» WHAT YOU SHOULD DO
Would you copy out the whole listing exactly as given?

» RECORDS FOR THIS EXERCISE
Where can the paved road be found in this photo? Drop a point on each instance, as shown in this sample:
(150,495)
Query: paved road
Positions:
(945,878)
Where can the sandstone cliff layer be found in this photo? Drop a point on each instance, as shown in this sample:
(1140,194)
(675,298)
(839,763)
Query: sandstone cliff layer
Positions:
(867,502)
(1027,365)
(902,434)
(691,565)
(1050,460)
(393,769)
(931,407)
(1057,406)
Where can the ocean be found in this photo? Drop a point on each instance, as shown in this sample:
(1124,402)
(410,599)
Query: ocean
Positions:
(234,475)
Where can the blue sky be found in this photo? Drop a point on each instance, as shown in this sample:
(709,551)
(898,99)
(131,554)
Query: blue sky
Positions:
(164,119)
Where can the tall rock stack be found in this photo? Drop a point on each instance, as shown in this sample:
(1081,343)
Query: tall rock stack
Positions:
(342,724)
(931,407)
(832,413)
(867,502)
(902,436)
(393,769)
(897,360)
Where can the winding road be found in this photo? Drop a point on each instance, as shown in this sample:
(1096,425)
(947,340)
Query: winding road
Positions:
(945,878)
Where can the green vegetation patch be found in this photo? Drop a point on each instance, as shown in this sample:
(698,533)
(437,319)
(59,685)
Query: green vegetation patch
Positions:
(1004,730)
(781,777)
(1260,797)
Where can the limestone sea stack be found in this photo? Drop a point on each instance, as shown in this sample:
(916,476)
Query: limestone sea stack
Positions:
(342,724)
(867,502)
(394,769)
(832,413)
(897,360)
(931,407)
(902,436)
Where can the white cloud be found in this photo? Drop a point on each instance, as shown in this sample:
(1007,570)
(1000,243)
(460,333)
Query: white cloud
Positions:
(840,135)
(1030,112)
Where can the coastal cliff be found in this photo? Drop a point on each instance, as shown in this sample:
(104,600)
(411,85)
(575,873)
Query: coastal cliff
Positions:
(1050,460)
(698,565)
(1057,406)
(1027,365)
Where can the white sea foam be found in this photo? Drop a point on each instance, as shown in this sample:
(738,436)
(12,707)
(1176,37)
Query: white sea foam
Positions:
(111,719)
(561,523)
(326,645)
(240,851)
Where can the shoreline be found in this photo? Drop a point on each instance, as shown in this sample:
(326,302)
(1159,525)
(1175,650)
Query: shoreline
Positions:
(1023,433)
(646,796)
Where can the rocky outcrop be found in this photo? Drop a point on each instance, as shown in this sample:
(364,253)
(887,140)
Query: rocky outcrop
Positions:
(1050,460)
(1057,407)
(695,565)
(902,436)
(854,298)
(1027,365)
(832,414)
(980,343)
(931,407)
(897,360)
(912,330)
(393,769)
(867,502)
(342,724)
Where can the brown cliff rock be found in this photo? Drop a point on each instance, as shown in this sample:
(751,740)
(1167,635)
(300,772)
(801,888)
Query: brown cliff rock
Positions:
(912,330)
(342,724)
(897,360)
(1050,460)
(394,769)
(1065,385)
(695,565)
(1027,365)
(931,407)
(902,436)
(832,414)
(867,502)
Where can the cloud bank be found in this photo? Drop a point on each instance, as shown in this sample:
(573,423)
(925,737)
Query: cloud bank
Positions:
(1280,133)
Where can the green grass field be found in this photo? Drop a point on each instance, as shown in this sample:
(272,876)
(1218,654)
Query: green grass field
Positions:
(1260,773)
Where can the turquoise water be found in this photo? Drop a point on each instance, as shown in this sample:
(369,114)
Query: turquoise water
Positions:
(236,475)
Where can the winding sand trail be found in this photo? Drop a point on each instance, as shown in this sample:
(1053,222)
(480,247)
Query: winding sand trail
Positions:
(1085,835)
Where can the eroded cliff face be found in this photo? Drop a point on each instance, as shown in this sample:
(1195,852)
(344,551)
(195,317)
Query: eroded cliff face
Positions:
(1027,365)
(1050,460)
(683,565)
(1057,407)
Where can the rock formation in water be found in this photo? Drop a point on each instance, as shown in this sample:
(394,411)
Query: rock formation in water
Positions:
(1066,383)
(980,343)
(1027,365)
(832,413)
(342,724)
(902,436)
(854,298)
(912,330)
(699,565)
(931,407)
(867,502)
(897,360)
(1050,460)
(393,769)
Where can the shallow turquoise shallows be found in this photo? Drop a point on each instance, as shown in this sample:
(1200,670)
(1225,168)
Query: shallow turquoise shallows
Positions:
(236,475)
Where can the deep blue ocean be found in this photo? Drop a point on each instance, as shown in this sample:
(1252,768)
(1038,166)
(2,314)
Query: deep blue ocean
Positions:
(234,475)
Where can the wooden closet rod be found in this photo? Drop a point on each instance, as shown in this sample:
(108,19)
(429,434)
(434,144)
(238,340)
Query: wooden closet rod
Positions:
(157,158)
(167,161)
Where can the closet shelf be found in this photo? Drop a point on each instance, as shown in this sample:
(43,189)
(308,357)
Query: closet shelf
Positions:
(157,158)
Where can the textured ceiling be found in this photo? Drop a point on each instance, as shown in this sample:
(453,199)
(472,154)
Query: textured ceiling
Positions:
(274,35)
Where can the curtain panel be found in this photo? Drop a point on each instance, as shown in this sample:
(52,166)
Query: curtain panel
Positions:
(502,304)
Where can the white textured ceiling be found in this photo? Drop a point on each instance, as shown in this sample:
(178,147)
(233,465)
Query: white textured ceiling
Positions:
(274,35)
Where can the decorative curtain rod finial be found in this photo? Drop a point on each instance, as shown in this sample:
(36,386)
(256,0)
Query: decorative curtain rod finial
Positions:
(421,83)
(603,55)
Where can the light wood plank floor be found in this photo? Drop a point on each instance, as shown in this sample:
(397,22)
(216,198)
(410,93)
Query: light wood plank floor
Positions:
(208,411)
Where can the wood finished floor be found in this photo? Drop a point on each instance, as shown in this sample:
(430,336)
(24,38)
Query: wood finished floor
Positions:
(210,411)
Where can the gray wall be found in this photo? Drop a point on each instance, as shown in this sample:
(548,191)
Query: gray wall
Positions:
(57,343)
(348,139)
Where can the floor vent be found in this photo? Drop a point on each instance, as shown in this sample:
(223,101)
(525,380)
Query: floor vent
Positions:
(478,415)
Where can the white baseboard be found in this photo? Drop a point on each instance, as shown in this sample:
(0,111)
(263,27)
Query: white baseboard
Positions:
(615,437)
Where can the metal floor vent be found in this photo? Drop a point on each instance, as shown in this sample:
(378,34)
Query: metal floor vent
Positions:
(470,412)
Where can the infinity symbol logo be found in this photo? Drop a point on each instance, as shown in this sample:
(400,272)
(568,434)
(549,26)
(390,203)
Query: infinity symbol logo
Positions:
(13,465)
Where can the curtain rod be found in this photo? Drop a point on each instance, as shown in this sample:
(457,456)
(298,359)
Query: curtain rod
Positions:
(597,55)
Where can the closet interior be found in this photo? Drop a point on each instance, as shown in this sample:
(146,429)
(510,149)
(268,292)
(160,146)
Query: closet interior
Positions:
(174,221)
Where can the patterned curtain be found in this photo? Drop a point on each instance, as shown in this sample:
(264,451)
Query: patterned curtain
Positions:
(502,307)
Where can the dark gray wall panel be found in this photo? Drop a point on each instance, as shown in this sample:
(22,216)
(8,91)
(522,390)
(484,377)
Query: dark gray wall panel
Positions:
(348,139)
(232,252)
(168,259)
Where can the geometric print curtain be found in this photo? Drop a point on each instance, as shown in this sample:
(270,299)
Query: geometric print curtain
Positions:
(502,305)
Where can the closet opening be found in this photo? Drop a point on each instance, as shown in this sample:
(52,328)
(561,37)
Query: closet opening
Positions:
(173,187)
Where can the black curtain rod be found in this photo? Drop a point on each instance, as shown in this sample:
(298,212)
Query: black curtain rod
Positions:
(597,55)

» TASK ANSWER
Where can the paved road be found in this photo? Drop a point on each instance, as shown in this sample:
(150,495)
Query: paved road
Positions:
(945,878)
Where can the sandstone cliff layer be found in this photo? Drop a point on each instance, as shown in this sample:
(1140,194)
(675,298)
(839,763)
Query: sandstone cliff layer
Positions:
(867,502)
(1027,365)
(902,434)
(691,565)
(1050,460)
(393,769)
(931,407)
(1057,406)
Where can the ocean be found in this photo? Drop a point on each instance, as shown in this sample:
(1124,402)
(410,599)
Query: ocean
Positions:
(234,475)
Where can the blue sky be found in this photo? Drop a point on each instance, as shown in this sample:
(709,551)
(898,99)
(131,554)
Query: blue sky
Positions:
(164,119)
Where can the tall rock stack be found in this photo? Drop a point on each instance, as shown in this sample:
(1081,343)
Query: tall rock stack
Positions:
(342,724)
(931,407)
(832,413)
(867,502)
(902,436)
(393,769)
(897,360)
Where can the winding road be found in this photo? Drop a point on each instance, as shown in this sample:
(1096,425)
(947,340)
Query: winding road
Positions:
(945,878)
Where can the green vegetation patch be found in this photo? Drop a point on each instance, as shown in this sample:
(698,533)
(437,319)
(59,685)
Query: green vegetation patch
Positions:
(1004,730)
(781,777)
(1260,797)
Where can the limestone sea stack be found in this photo? Drop a point on each instance, as shown in this sample:
(916,476)
Query: limestone sea stack
Positions:
(342,724)
(867,502)
(394,769)
(832,413)
(897,360)
(931,407)
(902,436)
Where can the white cloud be found in this photo? Drop a point on each instance, as shown in this sample:
(1007,570)
(1000,243)
(460,333)
Query: white cloud
Positions:
(840,135)
(1030,112)
Where can the coastal cliff be found in this photo? Drop a point on each instance, as shown in this sample:
(104,600)
(411,85)
(575,873)
Query: coastal cliff
Positions:
(1050,460)
(698,565)
(1057,406)
(1027,365)
Where can the white sea foam be found in this photo? Drop a point on each instance, as shown in this sample:
(738,436)
(12,707)
(1176,37)
Query: white sea foam
Positions:
(111,719)
(561,523)
(326,645)
(240,851)
Where can the shoreline be found in this photo? Drop a point on each instance, as shown in this sample:
(326,302)
(1159,525)
(1175,650)
Query: shoreline
Positions:
(1023,433)
(646,796)
Where can the rocky outcrop be found in this photo? Drop a point on each instance, as shown in this sample:
(364,253)
(887,140)
Query: rocky outcrop
Positions:
(1050,460)
(1057,407)
(695,565)
(902,436)
(854,298)
(1027,365)
(832,414)
(980,343)
(931,407)
(897,360)
(912,330)
(393,769)
(867,502)
(342,724)
Where can the brown cliff rock be found in this photo? Drop a point on each instance, as shown in this sample:
(751,740)
(1167,635)
(300,772)
(801,888)
Query: brown cliff rock
Positions:
(912,330)
(342,724)
(897,360)
(1050,460)
(394,769)
(1065,385)
(695,565)
(1027,365)
(931,407)
(902,436)
(832,414)
(867,502)
Where can the cloud bank be found in this photo? Drop a point on each instance, as shown in this sample:
(573,423)
(925,737)
Query: cloud bank
Positions:
(1280,133)
Where can the green grass field be found in this photo? Drop a point on each instance, as shown in this sample:
(272,876)
(1218,654)
Query: green grass field
Positions:
(1260,773)
Where can the turquoise water be found in this photo? Drop a point on each instance, as shown in this sample:
(369,114)
Query: turquoise water
Positions:
(236,475)
Where can the winding sand trail be found in this photo? Drop a point on each instance, as shown in this sample:
(1053,222)
(480,247)
Query: winding sand trail
Positions:
(1085,835)
Where can the eroded cliff face be found in this photo? Drop a point on each instance, as shown in this sample:
(1195,852)
(344,551)
(195,317)
Query: eroded cliff face
Positions:
(1027,365)
(1050,460)
(683,565)
(1057,407)
Where can the rock formation in water be found in this photo? Drop a point on each instance, as shown in this sample:
(394,411)
Query: rock formation in water
Positions:
(1066,383)
(980,343)
(1027,365)
(832,413)
(342,724)
(902,436)
(854,298)
(912,330)
(699,565)
(931,407)
(867,502)
(897,360)
(1050,460)
(393,769)
Where can the shallow turquoise shallows be found in this photo? Drop a point on each instance, as shown in this sample:
(1200,670)
(1225,168)
Query: shallow turquoise shallows
Positions:
(236,475)
Where can the deep blue ocean be found in this photo? Drop a point on each instance, as shown in this sample:
(1252,768)
(1038,166)
(2,314)
Query: deep blue ocean
Positions:
(234,475)
Where can the wooden closet rod be found in this photo? Drop a point on each instance, as shown in this sample:
(108,19)
(429,434)
(434,144)
(238,340)
Query: wooden closet rod
Positions:
(157,158)
(167,161)
Where can the closet shelf be found in this photo? Drop a point on each instance, as shown in this sample:
(43,189)
(308,357)
Query: closet shelf
Positions:
(157,158)
Where can the textured ceiling be found in this photo? Drop a point on each instance, as shown in this sample:
(453,199)
(472,154)
Query: textured ceiling
Positions:
(274,35)
Where can the curtain panel be found in this photo? Drop a point on each instance, as shown in this sample:
(52,166)
Query: curtain panel
Positions:
(502,304)
Where can the white textured ceiling be found in this photo? Drop a point on each instance, as shown in this sample:
(178,147)
(233,465)
Query: white textured ceiling
Positions:
(274,35)
Where can the decorative curtain rod finial be found in this photo? Drop a point on each instance, as shown in this sample:
(36,386)
(256,0)
Query: decorative curtain rod finial
Positions:
(421,83)
(603,55)
Where can the light wood plank floor be found in this photo? Drop a point on each instance, as shown in this sample:
(397,22)
(216,198)
(410,93)
Query: light wood plank floor
Positions:
(208,411)
Where can the wood finished floor be found in this photo? Drop a point on each instance, as shown in this sample:
(430,336)
(24,38)
Query: wood finished floor
Positions:
(210,411)
Where can the gray wall be found in this photo? Drop a point on each instance, as shown in this sample:
(548,191)
Query: gray wall
Positions:
(57,343)
(348,139)
Where can the floor vent be found in this photo? Drop a point on each instance, as shown in this sample:
(223,101)
(525,380)
Query: floor vent
Positions:
(478,415)
Where can the white baseboard be found in this photo? Drop a point on each instance, as shown in this sample:
(0,111)
(263,27)
Query: white baseboard
Positions:
(615,437)
Where can the metal floor vent be found in this photo? Drop a point on each instance, as shown in this sample:
(378,34)
Query: metal floor vent
Positions:
(470,412)
Where can the infinity symbol logo be found in this photo? Drop a point on each instance, as shown in this sample:
(400,272)
(568,434)
(549,26)
(390,203)
Query: infinity symbol logo
Positions:
(13,465)
Where can the curtain rod be found in this photo? Drop a point on each instance, as shown in this sample:
(457,456)
(298,359)
Query: curtain rod
Positions:
(597,55)
Where can the closet interior be found in this photo? Drop a point on each instance, as shown in this sample:
(146,429)
(510,149)
(268,292)
(160,146)
Query: closet interior
Positions:
(174,221)
Where can the patterned curtain be found in this photo? Drop a point on each instance, as shown in this sample:
(264,451)
Query: patterned curtain
Positions:
(502,307)
Where can the dark gray wall panel be found in this photo? Drop a point on each instance, as shown in this sample:
(22,216)
(8,91)
(522,390)
(484,377)
Query: dark gray wall panel
Positions:
(348,139)
(232,252)
(168,259)
Where can the geometric print curtain be found in this photo? Drop a point on each instance, as shown in this sample:
(270,299)
Query: geometric print curtain
Positions:
(502,305)
Where can the closet opening be found in this photo? Drop a point on each instance, as shown in this sample:
(52,328)
(561,37)
Query: closet opening
Positions:
(173,187)
Where can the black curtain rod be found in this photo? Drop a point on each instance, as shown in this sample:
(298,212)
Query: black curtain rod
Positions:
(597,55)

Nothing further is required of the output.